▶ _Written request a_
Can you tally the lines of the rows below that contain the word "tree", with case counting, and reply with only the number?

▶ _Excerpt to read_
OTTB needs fattening up please help

Discussion in 'Feeding Horses' started by BooBoo84, Jan 4, 2014.

  1. BooBoo84

    BooBoo84 New Member

    I've bought an OTTB, 5 yo 15.3hh and I'm struggling to get weight on him.

    I've bought whole lupins to add. Silly question but do I remove the hulls once I've soaked them?

    His daily feed atm:

    1 biscuit high quality Lucerne
    1 biscuit oaten hay
    2 large scoops Lucerne chaff
    2 large scoops oaten chaff
    1 large scoop hygain tru gain
    24/7 pasture

    Bran mash once a week.

    Does this look ok? I tried speedibeet but it made him colicky. So I'm going to add lupins, is half a cup (before being soaked) too much to start with?

    FYI. He's been wormed twice so far with me. Teeth done. Next step is checking for ulcers- but his appetite is huge and he stopped racing last march (only 5 starts).
     
  2. Warren

    Warren New Member

    It's difficult to tell how much you are actually feeding (how much does your scoop hold?) but it doesn't sound like enough to me. He should weigh around 500kgs so requires 10kgs of feed each day. About 7.5-8kgs should be roughage including what he gets from grazing.

    I would suggest that you feed a good quality complete feed. A "cool" feed might suit an OTTB best. If you don't want to use a complete feed, you should add a good mineral supplement.

    Whatever you choose to feed, you need to get the right balance of nutrients. Just adding calories is not enough.
     
  3. BooBoo84

    BooBoo84 New Member

    What brands are there? He's on hygain trugain- could a complete feed be added in with these pellets? I've got a mineral/salt lick on his fence...
     
  4. Warren

    Warren New Member

    Tru Gain is a weight gain supplement and can be added to a balanced feed to increase calories (it is high fat but doesn't have much nutritional value).

    If you're happy to stick with Hygain products perhaps try one of their cool feeds, Ice or Zero I think (check the website, it has a lot of information about feeding). Otherwise you could try Coolmax (my preference for a hot, thin TB) or Coprice.

    If you think he may have ulcers (quite likely in an OTTB) you could also feed Alka pellets.

▶ _Written request b_
Could you repeat the part of the horse-feeding thread above that opens with the words "FYI. He's been" and closes with "(only 5 starts).", swapping "appetite" for "hunger"?

▶ _Working data_
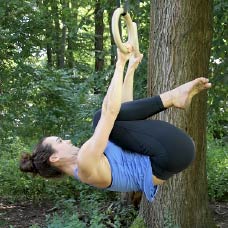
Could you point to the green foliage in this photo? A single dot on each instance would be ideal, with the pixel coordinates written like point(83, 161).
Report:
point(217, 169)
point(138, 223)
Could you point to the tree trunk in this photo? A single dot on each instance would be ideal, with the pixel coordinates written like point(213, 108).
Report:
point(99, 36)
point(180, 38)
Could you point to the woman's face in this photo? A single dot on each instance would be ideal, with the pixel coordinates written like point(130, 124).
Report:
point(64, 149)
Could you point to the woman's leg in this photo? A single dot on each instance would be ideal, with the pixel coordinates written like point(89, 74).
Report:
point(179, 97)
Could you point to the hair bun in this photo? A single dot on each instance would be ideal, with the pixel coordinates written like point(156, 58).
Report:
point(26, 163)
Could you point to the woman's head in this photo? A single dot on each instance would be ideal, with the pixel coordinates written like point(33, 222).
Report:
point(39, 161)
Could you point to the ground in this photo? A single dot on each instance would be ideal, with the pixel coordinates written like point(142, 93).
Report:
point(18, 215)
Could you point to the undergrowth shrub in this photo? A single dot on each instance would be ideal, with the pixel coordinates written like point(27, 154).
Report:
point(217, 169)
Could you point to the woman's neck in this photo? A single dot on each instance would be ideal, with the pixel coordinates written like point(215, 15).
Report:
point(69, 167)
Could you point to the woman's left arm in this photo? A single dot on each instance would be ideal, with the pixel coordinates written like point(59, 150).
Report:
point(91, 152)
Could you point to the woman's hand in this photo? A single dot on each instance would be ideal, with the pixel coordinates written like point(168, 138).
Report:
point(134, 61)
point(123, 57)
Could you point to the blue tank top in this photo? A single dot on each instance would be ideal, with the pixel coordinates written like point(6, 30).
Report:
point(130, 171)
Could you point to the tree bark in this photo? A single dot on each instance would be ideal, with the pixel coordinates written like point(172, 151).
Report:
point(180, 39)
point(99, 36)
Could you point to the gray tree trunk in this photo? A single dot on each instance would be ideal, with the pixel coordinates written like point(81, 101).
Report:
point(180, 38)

==

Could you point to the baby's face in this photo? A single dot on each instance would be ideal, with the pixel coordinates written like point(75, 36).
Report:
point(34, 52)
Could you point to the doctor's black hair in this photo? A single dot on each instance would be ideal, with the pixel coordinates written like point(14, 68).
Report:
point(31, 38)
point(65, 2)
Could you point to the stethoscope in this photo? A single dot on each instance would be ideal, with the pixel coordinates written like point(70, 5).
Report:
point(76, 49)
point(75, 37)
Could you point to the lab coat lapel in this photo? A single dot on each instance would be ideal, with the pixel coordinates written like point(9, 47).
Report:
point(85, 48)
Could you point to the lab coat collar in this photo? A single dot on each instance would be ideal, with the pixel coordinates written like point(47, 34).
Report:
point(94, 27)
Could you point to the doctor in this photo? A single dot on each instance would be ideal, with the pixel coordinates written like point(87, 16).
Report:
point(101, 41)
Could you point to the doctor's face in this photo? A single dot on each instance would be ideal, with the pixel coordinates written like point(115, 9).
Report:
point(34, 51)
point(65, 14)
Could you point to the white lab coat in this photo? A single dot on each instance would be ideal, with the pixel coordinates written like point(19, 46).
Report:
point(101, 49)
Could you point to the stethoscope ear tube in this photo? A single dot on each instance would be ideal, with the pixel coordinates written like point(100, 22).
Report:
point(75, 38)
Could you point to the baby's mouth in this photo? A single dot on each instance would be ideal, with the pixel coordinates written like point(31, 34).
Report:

==

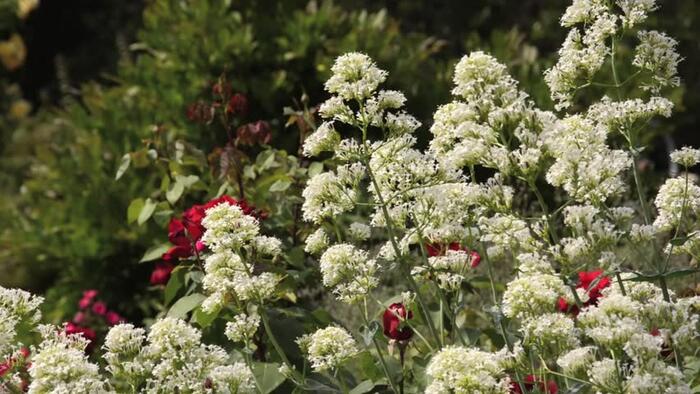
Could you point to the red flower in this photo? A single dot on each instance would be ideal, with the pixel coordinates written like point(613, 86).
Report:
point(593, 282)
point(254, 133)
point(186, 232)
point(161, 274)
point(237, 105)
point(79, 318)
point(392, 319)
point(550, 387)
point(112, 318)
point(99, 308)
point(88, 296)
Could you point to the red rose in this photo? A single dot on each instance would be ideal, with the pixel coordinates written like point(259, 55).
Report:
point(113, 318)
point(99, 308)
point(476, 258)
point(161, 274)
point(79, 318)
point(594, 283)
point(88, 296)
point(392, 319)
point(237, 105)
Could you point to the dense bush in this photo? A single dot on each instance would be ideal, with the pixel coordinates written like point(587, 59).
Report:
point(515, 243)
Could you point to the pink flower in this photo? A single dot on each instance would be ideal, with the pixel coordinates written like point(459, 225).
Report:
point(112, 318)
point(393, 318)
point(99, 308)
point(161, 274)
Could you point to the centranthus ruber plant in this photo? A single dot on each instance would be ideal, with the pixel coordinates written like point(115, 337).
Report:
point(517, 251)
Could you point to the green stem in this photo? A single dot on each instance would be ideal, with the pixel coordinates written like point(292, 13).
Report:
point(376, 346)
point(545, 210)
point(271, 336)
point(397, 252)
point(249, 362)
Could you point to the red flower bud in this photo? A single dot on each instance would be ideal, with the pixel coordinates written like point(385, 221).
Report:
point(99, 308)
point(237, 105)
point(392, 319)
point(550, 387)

▶ _Problem solution a_
3

▶ _Problem solution b_
FYI. He's been wormed twice so far with me. Teeth done. Next step is checking for ulcers- but his hunger is huge and he stopped racing last march (only 5 starts).